##### RECORDED INFORMATION #####

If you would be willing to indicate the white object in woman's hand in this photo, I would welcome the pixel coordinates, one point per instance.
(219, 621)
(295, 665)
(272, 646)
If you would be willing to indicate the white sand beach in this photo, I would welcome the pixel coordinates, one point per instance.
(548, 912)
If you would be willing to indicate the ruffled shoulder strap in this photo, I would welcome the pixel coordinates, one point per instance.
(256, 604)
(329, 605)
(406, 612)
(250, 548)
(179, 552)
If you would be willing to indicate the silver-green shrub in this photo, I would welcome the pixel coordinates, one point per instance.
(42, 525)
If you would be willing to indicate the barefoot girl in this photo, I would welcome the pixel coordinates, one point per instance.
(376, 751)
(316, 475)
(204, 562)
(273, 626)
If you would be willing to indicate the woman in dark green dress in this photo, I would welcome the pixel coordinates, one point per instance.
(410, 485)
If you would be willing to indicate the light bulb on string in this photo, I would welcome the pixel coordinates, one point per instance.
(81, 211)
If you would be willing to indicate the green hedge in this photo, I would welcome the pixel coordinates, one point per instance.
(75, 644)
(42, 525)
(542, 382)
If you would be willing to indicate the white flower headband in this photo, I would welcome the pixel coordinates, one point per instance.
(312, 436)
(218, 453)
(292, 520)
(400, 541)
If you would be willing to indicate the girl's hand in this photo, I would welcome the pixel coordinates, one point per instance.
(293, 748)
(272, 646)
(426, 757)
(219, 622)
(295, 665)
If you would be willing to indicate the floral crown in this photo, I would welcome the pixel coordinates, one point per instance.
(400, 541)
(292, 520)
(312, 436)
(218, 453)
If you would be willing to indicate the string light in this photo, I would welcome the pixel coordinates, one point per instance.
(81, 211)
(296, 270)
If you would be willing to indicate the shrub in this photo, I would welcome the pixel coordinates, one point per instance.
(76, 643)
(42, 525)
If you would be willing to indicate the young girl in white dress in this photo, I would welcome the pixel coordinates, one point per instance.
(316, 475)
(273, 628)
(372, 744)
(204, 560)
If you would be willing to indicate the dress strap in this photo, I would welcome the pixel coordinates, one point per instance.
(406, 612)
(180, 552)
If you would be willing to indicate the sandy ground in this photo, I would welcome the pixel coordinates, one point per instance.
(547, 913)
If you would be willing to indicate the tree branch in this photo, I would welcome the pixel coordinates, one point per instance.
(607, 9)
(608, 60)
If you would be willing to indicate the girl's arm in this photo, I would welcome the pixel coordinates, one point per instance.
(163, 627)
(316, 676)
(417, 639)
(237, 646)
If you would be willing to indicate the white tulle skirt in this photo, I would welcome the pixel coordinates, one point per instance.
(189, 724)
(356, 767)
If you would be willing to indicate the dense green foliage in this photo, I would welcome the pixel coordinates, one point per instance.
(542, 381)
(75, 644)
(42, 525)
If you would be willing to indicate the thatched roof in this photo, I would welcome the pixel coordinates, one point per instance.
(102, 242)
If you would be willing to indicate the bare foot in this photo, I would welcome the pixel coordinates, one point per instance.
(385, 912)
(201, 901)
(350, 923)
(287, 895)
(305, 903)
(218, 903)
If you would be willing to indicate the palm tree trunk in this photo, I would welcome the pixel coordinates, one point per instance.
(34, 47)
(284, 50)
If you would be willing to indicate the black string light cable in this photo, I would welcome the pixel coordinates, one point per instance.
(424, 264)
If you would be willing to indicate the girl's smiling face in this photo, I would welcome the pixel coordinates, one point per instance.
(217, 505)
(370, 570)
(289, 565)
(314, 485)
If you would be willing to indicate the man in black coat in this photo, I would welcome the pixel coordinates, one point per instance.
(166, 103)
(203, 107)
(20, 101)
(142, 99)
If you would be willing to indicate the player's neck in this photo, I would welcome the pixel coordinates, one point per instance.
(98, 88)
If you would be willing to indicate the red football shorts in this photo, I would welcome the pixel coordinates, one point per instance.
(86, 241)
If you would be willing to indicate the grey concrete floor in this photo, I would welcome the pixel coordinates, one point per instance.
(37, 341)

#####

Output each line of the entries exactly, so that nothing is lost.

If you would be willing to indicate the white object in woman's hand in this photo, I would welcome the pixel coordinates, one point per instance.
(219, 621)
(295, 665)
(272, 646)
If you would be willing to indicate the white sand beach in this photo, I would welcome the pixel coordinates, one point per instance.
(548, 912)
If you would be willing to indicate the ruffled shoulder strap in this photo, I would welcome the pixel coordinates, one point per instance.
(256, 604)
(329, 605)
(406, 612)
(250, 548)
(179, 552)
If you would be willing to indicate the silver-green shrub in this photo, I would welcome the pixel coordinates, one point per instance.
(42, 525)
If you would be willing to indicate the barefoot girl in this photo, I would welcome the pixel coordinates, one point per instance.
(376, 751)
(316, 475)
(204, 562)
(273, 626)
If you would be willing to indicate the woman in dark green dress in this photo, I would welcome the pixel coordinates, one point per instance.
(410, 485)
If you would be willing to indicate the light bulb on string in this photo, I would welcome the pixel coordinates, one point per instance.
(81, 211)
If you would be willing to indicate the green hedge in this photo, I would welcome the pixel coordinates, one point per instance.
(75, 644)
(42, 525)
(542, 382)
If you would be willing to indicate the white flower headband in this photo, I would welcome the pixel coordinates, one point per instance.
(312, 436)
(218, 453)
(292, 520)
(400, 541)
If you would be willing to indicate the girl's hand in this photo, I would welcome the pixel coordinates, one point per instance.
(293, 748)
(272, 646)
(426, 757)
(219, 622)
(295, 665)
If you would be willing to indicate the floral crown in this photo, I would welcome the pixel coordinates, one point per instance.
(400, 541)
(292, 520)
(312, 436)
(218, 453)
If you would be willing to indicate the string light in this photo, I would welcome the pixel coordinates, one point per instance.
(81, 211)
(296, 270)
If you would be willing to indicate the shrub in this photo, I would welcome the pixel coordinates, one point per instance.
(76, 643)
(42, 525)
If you would be willing to indicate the young girl in white dress in this photo, I would welcome the pixel coordinates, one point per instance.
(316, 475)
(273, 628)
(372, 744)
(204, 560)
If you would be willing to indicate the dress strap in this photo, I would welcome the pixel coordinates, one point per instance.
(406, 612)
(180, 552)
If you would be willing to indicate the sandy ground in this photo, I would welcome the pixel coordinates, one point per instance.
(547, 913)
If you would be willing to indicate the tree branch in this photo, I would welcome the pixel coordinates, one point per instance.
(607, 9)
(608, 60)
If you would be willing to indicate the girl's arm in this photo, I would welcome the pixel coordinates, one point per instance.
(163, 627)
(316, 676)
(417, 639)
(237, 646)
If you would be willing to indicate the white tulle skirt in this photo, I would welcome the pixel coordinates, one point per instance.
(189, 724)
(356, 767)
If you would be willing to indicate the dense green foliage in this photo, I would welcome the pixel coordinates, one point per instance.
(542, 381)
(75, 644)
(42, 525)
If you would be willing to indicate the thatched roof in this photo, I would welcome the pixel coordinates, one point per instance.
(102, 242)
If you would be willing to indicate the bare foot in this photo, I would welcome the pixel coordinates, one point per instance.
(385, 912)
(201, 901)
(350, 923)
(287, 895)
(305, 903)
(218, 903)
If you would be willing to indicate the palm tree trunk in this photo, I would welcome the pixel coordinates, one point per instance.
(34, 47)
(284, 50)
If you would be willing to indicate the black string light cable in this photo, I would welcome the pixel coordinates, one point per instance.
(424, 264)
If you would be willing to indicate the girl's smiling face in this photo, I would welcome the pixel coordinates, one point per instance.
(217, 505)
(370, 570)
(289, 565)
(314, 485)
If you would be willing to indicate the man in black coat in this photo, I would welcome the pixel coordinates, one point per instance.
(166, 103)
(203, 107)
(20, 101)
(142, 99)
If you would be willing to indicate the player's neck in this photo, I would welcome the pixel coordinates, one point per instance.
(98, 88)
If you would be willing to indicate the red football shorts in this photo, I would welcome the pixel coordinates, one point per instance.
(86, 241)
If you would be willing to indicate the grey concrete floor in this photo, I would welcome the pixel coordinates, one point per instance.
(37, 341)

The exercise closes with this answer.